#### Data listing
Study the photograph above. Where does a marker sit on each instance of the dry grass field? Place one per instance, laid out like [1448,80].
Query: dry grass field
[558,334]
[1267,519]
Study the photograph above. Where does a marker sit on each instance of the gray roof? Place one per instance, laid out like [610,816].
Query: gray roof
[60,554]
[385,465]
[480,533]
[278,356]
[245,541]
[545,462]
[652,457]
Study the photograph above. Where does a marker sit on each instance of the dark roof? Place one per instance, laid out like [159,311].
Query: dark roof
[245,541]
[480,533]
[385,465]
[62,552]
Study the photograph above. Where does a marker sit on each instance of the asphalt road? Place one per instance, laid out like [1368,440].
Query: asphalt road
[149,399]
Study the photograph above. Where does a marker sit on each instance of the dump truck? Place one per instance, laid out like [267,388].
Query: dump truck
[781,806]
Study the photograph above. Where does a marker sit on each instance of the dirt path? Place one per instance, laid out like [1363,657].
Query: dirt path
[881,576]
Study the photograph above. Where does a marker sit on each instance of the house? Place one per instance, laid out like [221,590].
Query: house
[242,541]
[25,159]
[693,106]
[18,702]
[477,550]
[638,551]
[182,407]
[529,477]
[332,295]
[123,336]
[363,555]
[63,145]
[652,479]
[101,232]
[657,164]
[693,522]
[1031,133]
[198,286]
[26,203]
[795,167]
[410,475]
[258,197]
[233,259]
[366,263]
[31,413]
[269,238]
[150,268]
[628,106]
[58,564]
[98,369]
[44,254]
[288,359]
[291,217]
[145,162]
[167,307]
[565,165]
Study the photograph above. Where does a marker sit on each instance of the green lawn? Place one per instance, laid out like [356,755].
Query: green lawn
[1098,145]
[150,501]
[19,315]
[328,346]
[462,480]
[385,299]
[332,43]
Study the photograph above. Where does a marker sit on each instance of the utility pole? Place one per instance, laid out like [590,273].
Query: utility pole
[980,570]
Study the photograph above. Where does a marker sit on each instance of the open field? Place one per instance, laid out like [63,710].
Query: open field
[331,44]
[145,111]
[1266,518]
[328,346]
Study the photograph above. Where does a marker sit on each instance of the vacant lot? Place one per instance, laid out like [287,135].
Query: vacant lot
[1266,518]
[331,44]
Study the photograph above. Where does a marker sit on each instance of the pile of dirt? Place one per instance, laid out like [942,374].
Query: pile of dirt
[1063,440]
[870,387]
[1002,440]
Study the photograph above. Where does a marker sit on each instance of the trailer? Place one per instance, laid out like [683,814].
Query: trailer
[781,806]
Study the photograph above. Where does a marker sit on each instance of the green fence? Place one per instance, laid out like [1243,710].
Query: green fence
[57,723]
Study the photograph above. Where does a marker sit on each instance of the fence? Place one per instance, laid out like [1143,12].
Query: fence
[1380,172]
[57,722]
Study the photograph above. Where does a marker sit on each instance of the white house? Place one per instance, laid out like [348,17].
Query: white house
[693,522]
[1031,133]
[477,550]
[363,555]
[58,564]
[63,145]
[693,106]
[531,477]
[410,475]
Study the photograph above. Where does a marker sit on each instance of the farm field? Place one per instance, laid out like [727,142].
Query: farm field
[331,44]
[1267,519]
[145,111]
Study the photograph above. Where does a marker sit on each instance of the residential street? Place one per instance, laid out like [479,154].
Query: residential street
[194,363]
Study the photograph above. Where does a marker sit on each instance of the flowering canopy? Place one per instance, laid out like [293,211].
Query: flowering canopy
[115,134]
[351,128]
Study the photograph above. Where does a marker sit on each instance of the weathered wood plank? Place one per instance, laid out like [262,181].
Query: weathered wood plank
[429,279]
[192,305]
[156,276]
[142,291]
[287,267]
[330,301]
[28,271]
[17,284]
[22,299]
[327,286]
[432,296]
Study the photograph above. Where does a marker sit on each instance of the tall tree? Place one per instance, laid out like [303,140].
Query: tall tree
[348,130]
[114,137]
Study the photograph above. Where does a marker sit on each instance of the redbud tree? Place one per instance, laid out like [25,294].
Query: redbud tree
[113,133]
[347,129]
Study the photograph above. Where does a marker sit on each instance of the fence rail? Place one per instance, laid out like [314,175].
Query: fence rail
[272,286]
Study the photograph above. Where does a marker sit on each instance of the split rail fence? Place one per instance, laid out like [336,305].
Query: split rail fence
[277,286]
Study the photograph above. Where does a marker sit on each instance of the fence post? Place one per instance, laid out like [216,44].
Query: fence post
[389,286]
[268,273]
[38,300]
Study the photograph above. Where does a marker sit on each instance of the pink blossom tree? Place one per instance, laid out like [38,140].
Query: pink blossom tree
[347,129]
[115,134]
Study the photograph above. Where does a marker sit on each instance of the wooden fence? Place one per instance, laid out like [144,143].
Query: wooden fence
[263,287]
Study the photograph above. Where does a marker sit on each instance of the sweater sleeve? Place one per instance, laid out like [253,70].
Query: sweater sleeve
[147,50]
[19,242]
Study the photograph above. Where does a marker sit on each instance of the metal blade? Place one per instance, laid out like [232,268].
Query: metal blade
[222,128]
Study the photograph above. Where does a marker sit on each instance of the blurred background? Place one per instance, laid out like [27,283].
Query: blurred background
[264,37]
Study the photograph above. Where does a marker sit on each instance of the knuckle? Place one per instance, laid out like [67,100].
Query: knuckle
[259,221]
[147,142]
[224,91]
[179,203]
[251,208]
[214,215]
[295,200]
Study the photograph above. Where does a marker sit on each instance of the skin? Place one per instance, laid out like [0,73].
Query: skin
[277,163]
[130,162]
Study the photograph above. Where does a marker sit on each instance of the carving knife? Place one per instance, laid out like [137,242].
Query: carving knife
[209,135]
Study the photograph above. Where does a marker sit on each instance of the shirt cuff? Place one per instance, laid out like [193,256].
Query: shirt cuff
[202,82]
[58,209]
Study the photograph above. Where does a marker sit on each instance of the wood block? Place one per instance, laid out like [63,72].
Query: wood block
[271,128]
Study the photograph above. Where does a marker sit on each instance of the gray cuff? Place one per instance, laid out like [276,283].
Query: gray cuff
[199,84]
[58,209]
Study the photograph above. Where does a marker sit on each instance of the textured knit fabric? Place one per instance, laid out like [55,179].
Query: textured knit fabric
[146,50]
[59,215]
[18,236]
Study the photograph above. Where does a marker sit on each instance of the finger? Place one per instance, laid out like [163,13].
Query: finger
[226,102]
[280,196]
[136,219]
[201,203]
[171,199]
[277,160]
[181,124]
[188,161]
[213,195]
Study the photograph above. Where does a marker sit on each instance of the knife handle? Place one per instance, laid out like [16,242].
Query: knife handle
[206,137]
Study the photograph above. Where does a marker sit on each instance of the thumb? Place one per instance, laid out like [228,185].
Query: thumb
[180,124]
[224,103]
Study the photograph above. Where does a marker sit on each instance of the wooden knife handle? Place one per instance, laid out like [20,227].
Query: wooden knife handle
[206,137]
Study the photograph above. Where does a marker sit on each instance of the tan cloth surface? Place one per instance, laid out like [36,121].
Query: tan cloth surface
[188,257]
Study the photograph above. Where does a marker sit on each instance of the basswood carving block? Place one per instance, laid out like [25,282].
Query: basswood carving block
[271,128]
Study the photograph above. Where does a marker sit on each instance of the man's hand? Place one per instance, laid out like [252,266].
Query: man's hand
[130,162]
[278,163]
########
Written task -> Reproduce the entries above verbatim, starting with the line that contains "out like [16,242]." and continuing through the final line of the entries, with both of those lines included.

Task response ->
Study the photograph above. Where does a marker sit on each instance of the knife handle? Place one per instance, laid out like [16,242].
Query: knife handle
[206,137]
Study the photograph above. Where does a marker sit on each instance of the thumb? Place one per instance, laid out like [228,185].
Query: thumb
[180,124]
[224,103]
Study the photograph above. Where does a marker sit on each instance of the wooden knife handle? Place one per instance, laid out like [20,227].
Query: wooden knife handle
[206,137]
Study the photograph above. Where does a marker sit on each instance of the tan cloth surface? Place one per instance, laid out like [36,121].
Query: tan cloth surface
[188,257]
Study the photograph above. Where does a marker sit on each instance of the basswood carving block? Place one per instance, laid out like [25,282].
Query: basswood carving block
[271,128]
Study the photograph above. Where does a marker sit on each instance of the man's hand? Place one per instance, laid out like [252,266].
Query: man's hand
[130,162]
[278,163]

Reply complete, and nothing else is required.